■ TASK LIST ■
A – List every blogging topic named in the introduction to the guest post on Millennials and church.
B – From the guest post on Millennials and church, extract verbatim the stretch from "My reasoning was" through "non-church going Millennials.".

■ SOURCE EXTRACT ■
=-=-=
This is a guest post by my friend Jordan, who lives in Louisville, KY where she works as Account Coordinator for Heartland Communications Consultants, Inc. She enjoys blogging on a variety of topics including career, family, God, or most often, the awkward moments of the twenty-something life. To read more of her blog, go to www.jordansblahblahblahg.com.

I am 23 years old and I go to church.

I am rare.

In fact, many of my closest friends are not involved in church at all.

Some of my friends simply don’t believe in the Christian faith. Others call themselves Christians, but church is just not a necessary part of their lives.

Why?

By now, it is no secret that my generation, or “Millenials” as we are called, is largely unchurched. There has been an extensive amount of research on the issue, and churches have made extensive changes to combat the problem.

Changes often include ridding of choir robes and organs in exchange for skinny jeans, drums, and fog machines.

But still, why are so many of my friends anti-church?

I grew up in the church my entire life, so when I went away to college, finding a church was at the top of my priorities. Unfortunately, finding one didn’t come easy. For a while, I found myself in the same category many of my friends are in. I loved Jesus, but I simply did not have a desire to be a part of the churches I was visiting.

And I visited every type of church. From traditional to “hip”, from small to big. I didn’t want to join any.

My reasoning was simple and it came down to one word.

Fake.

Nothing seemed authentic.

Don’t get me wrong; I was full of teenage/twenty-something know-it-all cynicism and arrogance, I am sure. Churches are definitely not the sole problem. People are the problem. Because people are sinners-the church going ones and the non-church going Millennials.
=-=-=
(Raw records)
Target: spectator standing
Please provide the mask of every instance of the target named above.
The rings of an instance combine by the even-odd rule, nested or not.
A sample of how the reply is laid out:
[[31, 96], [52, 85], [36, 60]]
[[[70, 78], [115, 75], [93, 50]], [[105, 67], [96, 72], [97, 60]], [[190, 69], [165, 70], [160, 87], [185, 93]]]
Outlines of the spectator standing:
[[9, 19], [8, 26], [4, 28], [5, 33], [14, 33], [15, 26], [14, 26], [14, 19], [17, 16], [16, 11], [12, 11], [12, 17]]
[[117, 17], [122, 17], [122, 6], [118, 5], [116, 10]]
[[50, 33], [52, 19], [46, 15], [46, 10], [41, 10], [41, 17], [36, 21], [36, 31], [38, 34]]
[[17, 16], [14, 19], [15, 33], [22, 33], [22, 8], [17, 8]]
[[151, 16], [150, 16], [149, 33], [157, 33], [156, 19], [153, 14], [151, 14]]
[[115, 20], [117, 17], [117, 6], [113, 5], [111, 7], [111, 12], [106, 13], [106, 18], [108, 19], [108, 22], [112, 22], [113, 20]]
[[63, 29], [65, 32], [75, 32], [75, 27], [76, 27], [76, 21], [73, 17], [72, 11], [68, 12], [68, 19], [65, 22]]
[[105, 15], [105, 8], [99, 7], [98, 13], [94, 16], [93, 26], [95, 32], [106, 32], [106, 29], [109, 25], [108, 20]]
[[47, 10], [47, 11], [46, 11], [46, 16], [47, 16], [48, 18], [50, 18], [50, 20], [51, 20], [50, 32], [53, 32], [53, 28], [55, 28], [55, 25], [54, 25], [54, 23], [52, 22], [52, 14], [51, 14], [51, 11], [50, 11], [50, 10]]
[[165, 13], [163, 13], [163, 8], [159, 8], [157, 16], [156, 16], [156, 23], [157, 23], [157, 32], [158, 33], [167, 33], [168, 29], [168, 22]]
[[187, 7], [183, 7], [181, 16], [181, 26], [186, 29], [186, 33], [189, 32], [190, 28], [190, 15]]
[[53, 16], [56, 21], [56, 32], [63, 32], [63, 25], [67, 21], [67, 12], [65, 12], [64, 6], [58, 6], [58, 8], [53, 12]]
=-=-=
■ SOLUTIONS TO THE EXERCISE ■
A –
- career
- family
- God
- the awkward moments of the twenty-something life

B –
My reasoning was simple and it came down to one word.

Fake.

Nothing seemed authentic.

Don’t get me wrong; I was full of teenage/twenty-something know-it-all cynicism and arrogance, I am sure. Churches are definitely not the sole problem. People are the problem. Because people are sinners-the church going ones and the non-church going Millennials.